Numidien gegen Rom: Der Mann, der jahrelang die Römer narrte
Als im Jahr 21 Gesandte aus Afrika bei Tiberius vorsprachen, wollte der römische Kaiser kaum seinen Ohren trauen. Schon seit vier Jahren schlug sich eine ganze römische Legion in der Provinz Africa Proconsularis mit dem Aufstand des Rebellen Tacfarinas herum. Und jetzt erdreistete sich dieser Ex-Soldat, den Herrscher eines Weltreichs zu erpressen. Würden ihm die Römer Land überlassen, wäre er zu Frieden bereit. Lehnten sie ab, würde Tacfarinas den Krieg fortsetzen – und zwar »endlos«.
Tiberius tobte. »Bei keiner anderen Gelegenheit«, berichtet der römische Geschichtsschreiber Tacitus (um 58–120) in seinen »Annalen«, sei der Kaiser (42 v. Chr.–37 n. Chr.) »so empört gewesen«. Tacfarinas, dieser »Deserteur und Straßenräuber«, wollte auf Augenhöhe mit dem Kaiser und Repräsentanten des römischen Volkes verhandeln und zu allem Überfluss auch noch die Herrschaft über römische Landstriche übernehmen? Was glaubte er eigentlich, wer er war? Wütend schmetterte Tiberius das Angebot ab.
Obwohl Tacfarinas es an Glanz und Macht nicht mit dem römischen Herrscher aufnehmen konnte, war er auch nicht irgendwer. Bis zu seinem Tod drei Jahre später erwies er sich als listenreicher Gegner der Römer. Der deutsche Historiker Theodor Mommsen (1817–1903) bezeichnete ihn als einen »afrikanischen Arminius« – und spielte damit auf den Germanenfürsten an, der 9 n. Chr. drei Legionen in der Varusschlacht aufgerieben hatte. Damit hatte Arminius dem römischen Projekt einer Eroberung Germaniens jenseits des Rheins endgültig ein Ende gesetzt.

Ausgelesene Einträge ::

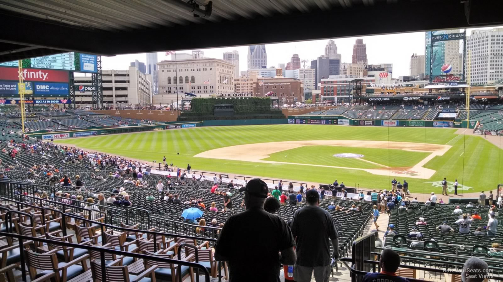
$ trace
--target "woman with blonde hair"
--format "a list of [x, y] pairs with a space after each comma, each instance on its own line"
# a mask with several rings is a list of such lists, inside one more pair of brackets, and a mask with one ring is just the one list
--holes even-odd
[[199, 225], [200, 227], [196, 228], [196, 233], [198, 234], [200, 233], [203, 233], [203, 234], [205, 234], [205, 228], [204, 228], [203, 226], [206, 226], [206, 220], [204, 218], [201, 218], [201, 220], [199, 220]]
[[91, 218], [90, 219], [93, 220], [97, 218], [99, 218], [100, 217], [100, 213], [98, 212], [99, 209], [98, 208], [98, 206], [94, 204], [94, 199], [90, 197], [88, 198], [87, 202], [88, 203], [86, 205], [86, 208], [91, 210]]
[[216, 207], [217, 204], [215, 202], [211, 203], [211, 207], [210, 208], [210, 211], [212, 212], [217, 212], [218, 211], [218, 209]]

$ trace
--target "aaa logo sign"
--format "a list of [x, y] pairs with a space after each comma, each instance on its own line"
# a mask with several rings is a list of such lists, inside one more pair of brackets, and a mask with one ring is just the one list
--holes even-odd
[[[425, 182], [423, 183], [431, 183], [432, 186], [435, 186], [435, 187], [438, 187], [440, 188], [442, 188], [442, 181], [430, 181], [430, 182]], [[473, 187], [470, 187], [469, 186], [465, 186], [464, 185], [461, 185], [461, 184], [458, 184], [458, 190], [469, 190], [472, 189]], [[454, 183], [452, 181], [447, 181], [447, 191], [449, 192], [452, 192], [454, 191]]]

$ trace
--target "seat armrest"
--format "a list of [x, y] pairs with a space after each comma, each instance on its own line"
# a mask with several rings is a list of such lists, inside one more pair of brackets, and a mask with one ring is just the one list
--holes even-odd
[[196, 255], [195, 255], [193, 253], [191, 253], [189, 254], [188, 256], [186, 256], [185, 257], [182, 258], [182, 260], [183, 260], [184, 261], [190, 261], [190, 260], [192, 260], [193, 258], [194, 259], [196, 258]]
[[46, 281], [51, 281], [51, 278], [56, 276], [56, 272], [50, 272], [39, 277], [35, 280], [32, 280], [31, 282], [45, 282]]
[[210, 248], [210, 241], [205, 241], [204, 242], [203, 242], [202, 243], [201, 243], [200, 245], [197, 246], [197, 248], [200, 249], [203, 247], [204, 247], [205, 245], [206, 245], [207, 249]]
[[81, 261], [82, 260], [85, 260], [88, 258], [89, 258], [89, 254], [85, 254], [84, 255], [79, 256], [77, 258], [73, 259], [73, 260], [70, 260], [70, 261], [68, 261], [62, 267], [58, 267], [58, 269], [66, 268], [66, 267], [68, 267], [68, 266], [70, 266], [73, 264], [76, 264], [77, 262], [78, 262], [79, 261]]
[[154, 270], [156, 269], [158, 267], [158, 266], [157, 266], [157, 265], [153, 265], [152, 266], [150, 266], [148, 269], [145, 269], [145, 271], [138, 274], [138, 276], [136, 276], [136, 279], [135, 280], [132, 280], [131, 282], [137, 282], [138, 281], [139, 281], [140, 280], [141, 280], [143, 278], [145, 278], [145, 277], [148, 276], [148, 275], [150, 273], [151, 273], [153, 274]]

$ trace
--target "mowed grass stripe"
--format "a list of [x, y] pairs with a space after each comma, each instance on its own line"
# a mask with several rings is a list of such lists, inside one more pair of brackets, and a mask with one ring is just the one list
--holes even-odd
[[[222, 173], [235, 174], [246, 174], [261, 176], [264, 178], [276, 177], [284, 179], [295, 179], [303, 181], [331, 183], [337, 178], [339, 182], [344, 181], [349, 185], [354, 183], [359, 184], [362, 188], [376, 189], [389, 188], [389, 182], [394, 177], [393, 174], [389, 176], [372, 175], [362, 171], [345, 169], [332, 169], [320, 167], [312, 167], [302, 165], [288, 165], [283, 164], [267, 164], [253, 163], [244, 161], [231, 161], [226, 160], [195, 158], [194, 155], [206, 151], [223, 147], [239, 145], [245, 144], [271, 142], [277, 141], [289, 141], [297, 140], [376, 140], [398, 142], [409, 142], [417, 143], [432, 143], [444, 145], [456, 136], [454, 132], [457, 129], [446, 128], [414, 128], [381, 126], [344, 126], [329, 125], [310, 124], [273, 124], [266, 125], [247, 125], [234, 126], [221, 126], [215, 127], [198, 127], [188, 129], [164, 130], [160, 132], [142, 132], [144, 137], [137, 139], [138, 148], [140, 143], [149, 143], [145, 150], [126, 150], [122, 144], [129, 139], [132, 141], [132, 135], [138, 133], [129, 134], [111, 135], [106, 137], [96, 136], [86, 138], [72, 138], [56, 140], [68, 144], [76, 144], [79, 147], [101, 151], [109, 152], [151, 162], [153, 160], [162, 160], [165, 155], [169, 160], [179, 166], [186, 166], [190, 164], [196, 170], [209, 170]], [[185, 133], [180, 131], [185, 131]], [[389, 135], [388, 135], [389, 132]], [[155, 134], [160, 134], [155, 138]], [[184, 140], [184, 137], [185, 140]], [[467, 135], [466, 138], [466, 149], [463, 155], [461, 137], [455, 139], [451, 143], [452, 148], [443, 156], [436, 157], [426, 165], [426, 167], [435, 170], [437, 174], [431, 179], [407, 179], [409, 187], [412, 191], [420, 190], [425, 193], [440, 192], [441, 188], [432, 186], [431, 183], [424, 182], [440, 181], [443, 177], [448, 180], [454, 181], [457, 177], [458, 181], [463, 176], [466, 180], [460, 183], [473, 187], [474, 191], [487, 190], [490, 187], [495, 187], [501, 174], [499, 170], [502, 165], [499, 166], [499, 158], [503, 157], [499, 154], [500, 150], [483, 140], [479, 136]], [[166, 142], [164, 143], [164, 138]], [[209, 139], [209, 140], [208, 140]], [[476, 142], [477, 139], [478, 142]], [[480, 142], [482, 140], [483, 142]], [[199, 142], [199, 146], [197, 145]], [[190, 147], [192, 153], [190, 155], [182, 152], [184, 143]], [[449, 143], [451, 145], [451, 143]], [[97, 146], [97, 145], [100, 145]], [[478, 150], [476, 147], [480, 147]], [[99, 148], [98, 148], [99, 147]], [[386, 149], [386, 148], [383, 148]], [[477, 151], [476, 151], [477, 150]], [[477, 152], [479, 156], [472, 156], [468, 154], [465, 156], [466, 163], [463, 166], [462, 157], [465, 154], [472, 151]], [[176, 155], [178, 152], [180, 155]], [[417, 152], [416, 152], [417, 153]], [[418, 152], [422, 155], [422, 159], [427, 154]], [[429, 153], [428, 153], [429, 154]], [[380, 158], [382, 162], [387, 161], [386, 154], [376, 154], [375, 157]], [[283, 157], [284, 157], [283, 155]], [[411, 156], [412, 155], [410, 155]], [[410, 158], [409, 155], [403, 158], [405, 160]], [[305, 161], [323, 162], [326, 158], [331, 159], [330, 156], [311, 156], [309, 154], [299, 155], [299, 159]], [[393, 157], [390, 162], [392, 162]], [[359, 162], [363, 162], [361, 161]], [[228, 164], [233, 163], [234, 164]], [[239, 165], [235, 164], [242, 164]], [[386, 165], [386, 164], [383, 164]], [[255, 168], [255, 166], [259, 167]], [[467, 169], [470, 166], [470, 169]], [[465, 175], [463, 174], [464, 167]], [[467, 177], [470, 174], [470, 177]], [[400, 177], [401, 178], [401, 177]], [[398, 178], [397, 178], [398, 179]], [[403, 179], [400, 179], [403, 180]]]

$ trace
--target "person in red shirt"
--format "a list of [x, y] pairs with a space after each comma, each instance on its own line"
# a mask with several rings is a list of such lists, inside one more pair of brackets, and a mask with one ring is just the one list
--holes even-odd
[[282, 205], [286, 204], [286, 196], [285, 195], [285, 192], [281, 192], [281, 196], [280, 196], [280, 204]]

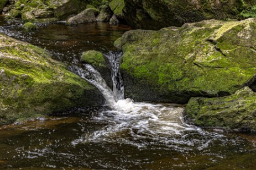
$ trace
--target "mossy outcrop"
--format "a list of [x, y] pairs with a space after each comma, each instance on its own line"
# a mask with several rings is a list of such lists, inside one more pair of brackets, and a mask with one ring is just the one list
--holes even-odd
[[2, 12], [6, 4], [8, 2], [8, 0], [0, 0], [0, 12]]
[[193, 97], [185, 114], [187, 123], [198, 126], [256, 131], [256, 93], [245, 87], [229, 96]]
[[22, 28], [27, 30], [36, 30], [38, 27], [34, 23], [28, 22], [22, 25]]
[[50, 23], [66, 19], [86, 9], [87, 1], [81, 0], [18, 0], [16, 8], [26, 22]]
[[123, 19], [123, 9], [124, 7], [124, 0], [112, 0], [109, 2], [109, 7], [119, 18]]
[[185, 103], [234, 94], [255, 80], [255, 35], [256, 18], [126, 32], [115, 42], [124, 53], [124, 95]]
[[112, 87], [111, 69], [107, 58], [101, 52], [95, 50], [87, 51], [81, 56], [83, 64], [88, 64], [93, 67], [106, 81], [108, 86]]
[[97, 90], [44, 50], [0, 35], [0, 125], [103, 103]]
[[254, 0], [124, 0], [123, 16], [136, 29], [158, 30], [206, 19], [255, 17]]

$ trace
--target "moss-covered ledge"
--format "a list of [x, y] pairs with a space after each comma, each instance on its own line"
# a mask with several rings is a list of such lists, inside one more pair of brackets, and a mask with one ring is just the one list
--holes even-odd
[[245, 87], [229, 96], [193, 97], [185, 114], [187, 123], [200, 127], [256, 131], [256, 93]]
[[185, 103], [233, 94], [255, 79], [255, 35], [256, 18], [127, 31], [115, 42], [123, 52], [124, 95]]
[[97, 90], [44, 50], [0, 35], [0, 125], [101, 105]]

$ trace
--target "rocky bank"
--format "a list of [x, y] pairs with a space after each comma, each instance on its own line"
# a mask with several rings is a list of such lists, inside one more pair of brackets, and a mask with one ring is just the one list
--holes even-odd
[[45, 50], [0, 35], [0, 125], [104, 103], [100, 92]]

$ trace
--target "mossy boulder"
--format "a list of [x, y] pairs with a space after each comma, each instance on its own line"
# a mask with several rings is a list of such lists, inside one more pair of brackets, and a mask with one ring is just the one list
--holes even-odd
[[96, 20], [97, 21], [108, 22], [111, 18], [112, 14], [113, 12], [108, 6], [102, 6], [100, 7], [100, 12], [97, 17]]
[[185, 114], [187, 123], [200, 127], [256, 131], [256, 93], [245, 87], [229, 96], [192, 97]]
[[185, 103], [234, 94], [255, 80], [255, 35], [256, 18], [127, 31], [114, 43], [123, 51], [124, 95]]
[[97, 90], [44, 50], [0, 35], [0, 125], [104, 103]]
[[8, 0], [0, 0], [0, 12], [2, 12], [4, 6], [8, 2]]
[[67, 25], [76, 25], [82, 23], [96, 22], [95, 11], [92, 8], [86, 9], [76, 16], [69, 19], [66, 24]]
[[109, 7], [117, 17], [123, 19], [123, 9], [124, 7], [124, 0], [112, 0], [109, 2]]
[[34, 23], [28, 22], [22, 25], [22, 28], [27, 30], [36, 30], [38, 27]]
[[106, 62], [103, 54], [95, 50], [87, 51], [81, 56], [82, 62], [92, 65], [95, 68], [106, 67]]
[[20, 10], [23, 20], [36, 23], [66, 19], [84, 10], [87, 4], [87, 1], [81, 0], [18, 0], [15, 3], [16, 9]]
[[253, 7], [256, 7], [254, 0], [124, 1], [123, 16], [130, 25], [136, 29], [153, 30], [206, 19], [253, 17], [251, 14], [254, 13]]
[[112, 87], [111, 79], [111, 69], [108, 58], [101, 52], [90, 50], [83, 53], [81, 56], [81, 61], [83, 64], [88, 64], [93, 66], [105, 80], [111, 88]]

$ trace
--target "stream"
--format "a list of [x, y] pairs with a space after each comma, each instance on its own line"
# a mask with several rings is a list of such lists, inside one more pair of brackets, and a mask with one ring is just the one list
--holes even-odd
[[0, 33], [45, 48], [72, 65], [73, 72], [102, 92], [106, 105], [0, 127], [0, 169], [256, 169], [256, 134], [187, 124], [184, 106], [124, 98], [118, 69], [113, 69], [112, 90], [97, 70], [81, 65], [80, 57], [87, 50], [111, 61], [113, 42], [128, 26], [68, 27], [60, 22], [39, 25], [33, 32], [21, 26], [0, 17]]

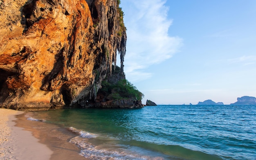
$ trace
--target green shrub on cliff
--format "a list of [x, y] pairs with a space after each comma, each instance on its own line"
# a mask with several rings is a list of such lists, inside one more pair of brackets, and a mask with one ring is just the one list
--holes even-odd
[[115, 100], [136, 98], [141, 100], [144, 97], [143, 93], [139, 91], [136, 87], [126, 79], [119, 80], [116, 84], [112, 84], [104, 80], [101, 83], [101, 91], [109, 94]]

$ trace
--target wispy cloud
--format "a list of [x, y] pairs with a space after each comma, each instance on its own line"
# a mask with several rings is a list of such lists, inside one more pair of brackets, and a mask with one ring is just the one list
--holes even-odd
[[140, 80], [149, 78], [151, 74], [144, 69], [171, 58], [182, 45], [181, 38], [168, 34], [173, 20], [168, 18], [166, 2], [122, 1], [128, 35], [124, 71], [131, 81], [138, 76]]
[[244, 56], [237, 58], [229, 59], [227, 61], [231, 63], [243, 63], [244, 65], [253, 64], [256, 62], [256, 56]]

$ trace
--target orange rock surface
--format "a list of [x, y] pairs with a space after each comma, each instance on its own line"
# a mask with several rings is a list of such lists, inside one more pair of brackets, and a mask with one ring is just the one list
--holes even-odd
[[125, 53], [117, 3], [0, 0], [0, 106], [43, 110], [96, 98], [117, 52]]

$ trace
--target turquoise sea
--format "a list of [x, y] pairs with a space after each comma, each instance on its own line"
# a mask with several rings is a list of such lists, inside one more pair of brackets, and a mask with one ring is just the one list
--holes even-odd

Zu erledigen ::
A - Gib aus dem Text über Tacfarinas den Abschnitt von „Obwohl Tacfarinas es“ bis einschließlich „ein Ende gesetzt.“ wortgetreu wieder.
B - Gib an, in wie vielen Zeilen der Einträge die Zeichenfolge „mossy“ vorkommt, und nenne dabei nur die Zahl.

Ergebnisse nacheinander ::
A -
Obwohl Tacfarinas es an Glanz und Macht nicht mit dem römischen Herrscher aufnehmen konnte, war er auch nicht irgendwer. Bis zu seinem Tod drei Jahre später erwies er sich als listenreicher Gegner der Römer. Der deutsche Historiker Theodor Mommsen (1817–1903) bezeichnete ihn als einen »afrikanischen Arminius« – und spielte damit auf den Germanenfürsten an, der 9 n. Chr. drei Legionen in der Varusschlacht aufgerieben hatte. Damit hatte Arminius dem römischen Projekt einer Eroberung Germaniens jenseits des Rheins endgültig ein Ende gesetzt.

B - 2